▽

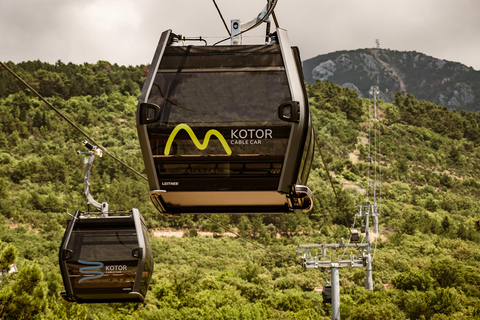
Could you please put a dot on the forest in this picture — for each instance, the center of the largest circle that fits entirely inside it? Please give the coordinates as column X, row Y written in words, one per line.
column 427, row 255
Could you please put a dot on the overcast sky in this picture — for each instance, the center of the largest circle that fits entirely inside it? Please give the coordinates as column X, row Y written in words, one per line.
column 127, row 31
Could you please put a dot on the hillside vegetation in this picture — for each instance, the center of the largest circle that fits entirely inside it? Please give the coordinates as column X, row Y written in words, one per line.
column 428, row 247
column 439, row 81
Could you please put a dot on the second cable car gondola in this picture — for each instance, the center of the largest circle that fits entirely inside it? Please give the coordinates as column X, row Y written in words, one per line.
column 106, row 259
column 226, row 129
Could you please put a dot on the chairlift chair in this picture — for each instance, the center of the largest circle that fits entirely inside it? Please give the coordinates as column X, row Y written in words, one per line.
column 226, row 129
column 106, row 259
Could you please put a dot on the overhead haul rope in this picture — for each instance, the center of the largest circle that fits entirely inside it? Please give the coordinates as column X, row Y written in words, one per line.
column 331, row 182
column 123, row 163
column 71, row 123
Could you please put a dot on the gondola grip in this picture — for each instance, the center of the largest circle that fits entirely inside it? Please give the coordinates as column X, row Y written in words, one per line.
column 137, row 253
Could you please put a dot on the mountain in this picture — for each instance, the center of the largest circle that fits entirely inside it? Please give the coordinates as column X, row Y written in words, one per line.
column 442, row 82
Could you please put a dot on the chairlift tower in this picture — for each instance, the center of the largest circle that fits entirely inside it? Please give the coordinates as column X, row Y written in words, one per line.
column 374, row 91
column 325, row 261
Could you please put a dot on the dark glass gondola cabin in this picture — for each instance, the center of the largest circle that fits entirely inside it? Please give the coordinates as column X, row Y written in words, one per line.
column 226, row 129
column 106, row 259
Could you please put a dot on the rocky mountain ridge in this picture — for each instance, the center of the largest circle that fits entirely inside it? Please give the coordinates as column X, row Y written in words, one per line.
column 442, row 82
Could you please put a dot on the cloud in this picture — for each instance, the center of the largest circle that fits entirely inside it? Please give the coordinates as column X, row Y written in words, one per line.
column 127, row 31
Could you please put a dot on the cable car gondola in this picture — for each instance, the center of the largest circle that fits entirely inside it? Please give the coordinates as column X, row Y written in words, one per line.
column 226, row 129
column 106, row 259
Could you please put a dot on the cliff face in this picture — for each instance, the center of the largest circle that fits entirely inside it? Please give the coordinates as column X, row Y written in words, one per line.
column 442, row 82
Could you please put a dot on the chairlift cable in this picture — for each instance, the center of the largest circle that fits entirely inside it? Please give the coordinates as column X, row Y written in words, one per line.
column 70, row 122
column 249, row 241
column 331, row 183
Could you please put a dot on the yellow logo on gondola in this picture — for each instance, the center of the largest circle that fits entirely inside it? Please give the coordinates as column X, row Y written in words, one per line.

△
▽

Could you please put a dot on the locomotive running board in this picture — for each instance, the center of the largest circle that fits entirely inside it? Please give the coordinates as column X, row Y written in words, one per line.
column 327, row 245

△

What is being asked.
Give again, word for word, every line of the listing above from the one with "Could you please put a dot on the cloud" to the one with "Could you please put a dot on the yellow", both inclusive, and nothing beyond them.

Answer for this exercise.
Could you please put a dot on the cloud in this picture — for each instance, the center of the largest circle that fits entirely inside it? Please give the coordinates as column X, row Y written in words, one per line.
column 127, row 31
Could you please put a dot on the cable car gondola in this picture — for each instance, the center of the largest circle that fits entirely inside it? Please give the coordinates as column X, row Y written in words, one per line.
column 226, row 129
column 106, row 259
Could you please put a dot on the cliff face in this picture — for each instance, the center of the largest circle that fits entirely inside it? Please give the coordinates as column X, row Y written in words, one per line.
column 442, row 82
Could you please put a dot on the chairlift cable in this picture — for each instance, the center of the largest circle that fits entirely inside it? Please give the coordinates as column X, row Y written in words, one per line.
column 70, row 122
column 249, row 241
column 331, row 183
Could you please put a dot on the yellow logo on gondola in this picture — for each instance, the center of the largest circle that fits entirely inside it? Please give the coordinates as column X, row Y written in words, one per line.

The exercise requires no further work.